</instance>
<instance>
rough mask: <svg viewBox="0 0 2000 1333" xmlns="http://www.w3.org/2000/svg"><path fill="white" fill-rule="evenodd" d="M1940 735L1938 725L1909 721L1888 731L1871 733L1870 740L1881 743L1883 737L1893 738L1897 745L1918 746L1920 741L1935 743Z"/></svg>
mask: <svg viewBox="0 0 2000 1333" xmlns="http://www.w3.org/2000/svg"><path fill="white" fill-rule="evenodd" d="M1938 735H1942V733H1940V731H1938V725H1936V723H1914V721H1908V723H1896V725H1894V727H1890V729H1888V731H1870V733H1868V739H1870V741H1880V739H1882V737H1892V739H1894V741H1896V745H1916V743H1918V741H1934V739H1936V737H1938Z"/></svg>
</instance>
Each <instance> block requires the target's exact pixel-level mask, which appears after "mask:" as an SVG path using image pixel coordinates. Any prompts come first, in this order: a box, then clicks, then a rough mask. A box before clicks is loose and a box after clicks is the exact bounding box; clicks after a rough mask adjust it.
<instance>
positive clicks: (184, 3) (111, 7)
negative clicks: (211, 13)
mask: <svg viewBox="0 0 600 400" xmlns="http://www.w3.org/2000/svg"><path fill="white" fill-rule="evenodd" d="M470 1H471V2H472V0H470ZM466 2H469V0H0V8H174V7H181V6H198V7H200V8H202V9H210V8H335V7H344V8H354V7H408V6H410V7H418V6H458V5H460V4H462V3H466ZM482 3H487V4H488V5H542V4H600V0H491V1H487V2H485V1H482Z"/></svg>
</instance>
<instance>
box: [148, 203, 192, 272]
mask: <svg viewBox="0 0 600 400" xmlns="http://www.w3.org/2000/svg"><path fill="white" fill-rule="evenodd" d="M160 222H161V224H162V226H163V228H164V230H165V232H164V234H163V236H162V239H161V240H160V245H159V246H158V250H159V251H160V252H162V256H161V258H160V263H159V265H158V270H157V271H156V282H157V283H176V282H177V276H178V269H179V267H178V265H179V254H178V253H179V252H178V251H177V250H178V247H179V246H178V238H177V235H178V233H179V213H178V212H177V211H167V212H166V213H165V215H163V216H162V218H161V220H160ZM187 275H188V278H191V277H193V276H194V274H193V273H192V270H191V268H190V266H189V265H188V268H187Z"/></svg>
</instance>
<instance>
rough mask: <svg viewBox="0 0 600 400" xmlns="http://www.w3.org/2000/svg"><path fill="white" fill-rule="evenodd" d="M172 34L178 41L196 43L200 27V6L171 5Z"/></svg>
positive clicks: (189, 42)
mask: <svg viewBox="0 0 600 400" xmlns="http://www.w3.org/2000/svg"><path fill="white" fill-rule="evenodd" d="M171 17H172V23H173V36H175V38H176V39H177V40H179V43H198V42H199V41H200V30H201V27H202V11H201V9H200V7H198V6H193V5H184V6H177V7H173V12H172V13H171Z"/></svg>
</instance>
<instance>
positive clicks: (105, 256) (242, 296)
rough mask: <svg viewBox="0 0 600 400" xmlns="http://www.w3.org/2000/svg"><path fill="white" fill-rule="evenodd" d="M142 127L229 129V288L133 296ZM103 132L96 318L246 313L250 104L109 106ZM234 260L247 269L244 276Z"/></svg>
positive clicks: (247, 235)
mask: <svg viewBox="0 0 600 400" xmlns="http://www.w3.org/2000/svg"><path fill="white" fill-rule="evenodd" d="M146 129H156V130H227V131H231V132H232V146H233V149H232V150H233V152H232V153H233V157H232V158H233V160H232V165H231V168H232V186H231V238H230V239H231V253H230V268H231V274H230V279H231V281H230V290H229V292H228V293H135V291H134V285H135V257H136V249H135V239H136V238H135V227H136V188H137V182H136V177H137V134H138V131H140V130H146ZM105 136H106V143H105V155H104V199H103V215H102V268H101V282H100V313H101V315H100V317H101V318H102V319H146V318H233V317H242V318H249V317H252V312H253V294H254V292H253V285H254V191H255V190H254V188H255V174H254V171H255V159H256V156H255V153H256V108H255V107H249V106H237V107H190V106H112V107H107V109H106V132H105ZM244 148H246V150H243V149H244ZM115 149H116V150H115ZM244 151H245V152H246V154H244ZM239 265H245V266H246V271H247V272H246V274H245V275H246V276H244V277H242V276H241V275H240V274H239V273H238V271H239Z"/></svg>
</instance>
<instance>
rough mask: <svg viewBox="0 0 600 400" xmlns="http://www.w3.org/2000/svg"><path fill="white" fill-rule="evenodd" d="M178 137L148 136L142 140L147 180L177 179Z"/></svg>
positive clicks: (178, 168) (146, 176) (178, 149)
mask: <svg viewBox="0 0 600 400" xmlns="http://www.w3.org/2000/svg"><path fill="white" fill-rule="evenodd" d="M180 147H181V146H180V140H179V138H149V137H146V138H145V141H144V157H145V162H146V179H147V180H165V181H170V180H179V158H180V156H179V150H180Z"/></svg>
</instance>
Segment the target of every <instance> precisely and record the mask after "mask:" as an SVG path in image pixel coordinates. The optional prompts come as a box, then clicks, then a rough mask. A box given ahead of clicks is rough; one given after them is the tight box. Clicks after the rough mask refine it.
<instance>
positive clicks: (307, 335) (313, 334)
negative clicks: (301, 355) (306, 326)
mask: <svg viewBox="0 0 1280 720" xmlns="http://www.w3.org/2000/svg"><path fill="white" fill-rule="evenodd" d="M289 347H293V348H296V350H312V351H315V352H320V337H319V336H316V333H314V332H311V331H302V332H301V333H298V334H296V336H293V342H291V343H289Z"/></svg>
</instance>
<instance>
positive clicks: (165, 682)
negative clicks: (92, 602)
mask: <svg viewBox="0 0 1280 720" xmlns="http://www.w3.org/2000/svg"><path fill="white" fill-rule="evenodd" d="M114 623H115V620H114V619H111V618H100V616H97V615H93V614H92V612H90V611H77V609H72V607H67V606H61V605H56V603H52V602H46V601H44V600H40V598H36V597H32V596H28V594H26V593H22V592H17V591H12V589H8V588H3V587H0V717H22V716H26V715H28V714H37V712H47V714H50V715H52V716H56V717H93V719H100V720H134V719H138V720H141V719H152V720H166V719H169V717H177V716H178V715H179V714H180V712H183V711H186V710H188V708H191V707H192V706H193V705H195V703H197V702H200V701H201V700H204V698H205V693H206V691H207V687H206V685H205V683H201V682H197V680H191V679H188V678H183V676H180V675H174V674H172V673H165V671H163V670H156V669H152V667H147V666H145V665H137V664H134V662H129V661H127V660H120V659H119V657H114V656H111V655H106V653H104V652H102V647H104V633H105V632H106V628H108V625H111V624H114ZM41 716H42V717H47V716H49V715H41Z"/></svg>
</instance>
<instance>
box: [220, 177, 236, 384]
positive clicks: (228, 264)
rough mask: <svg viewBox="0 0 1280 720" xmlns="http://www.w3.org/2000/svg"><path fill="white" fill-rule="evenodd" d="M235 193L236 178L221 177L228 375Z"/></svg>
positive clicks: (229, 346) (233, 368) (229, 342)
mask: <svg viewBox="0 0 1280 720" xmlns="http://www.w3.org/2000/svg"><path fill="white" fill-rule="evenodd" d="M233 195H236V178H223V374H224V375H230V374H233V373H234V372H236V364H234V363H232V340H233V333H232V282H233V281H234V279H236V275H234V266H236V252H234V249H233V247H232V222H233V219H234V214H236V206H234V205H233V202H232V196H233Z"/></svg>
......
-- Exercise description --
From the items above, pull every line that contains the string "pixel" and copy each one unchanged. Letter case matters.

-- Output for this task --
Each <instance> block requires the target's exact pixel-level mask, which appears after "mask:" as an SVG path using image pixel coordinates. Any prompts come first, in this order: a box, then clicks, then a rough mask. A box before clicks is loose and a box after clicks is the exact bounding box; clicks after a rough mask adjust it.
Segment the target of every <instance> precisely and record the mask after "mask:" as an SVG path in image pixel coordinates. The optional prompts come as a box, then clicks, then a rough mask. A box given ahead of clicks is rough; one given after them is the tight box. Clicks after the rough mask refine it.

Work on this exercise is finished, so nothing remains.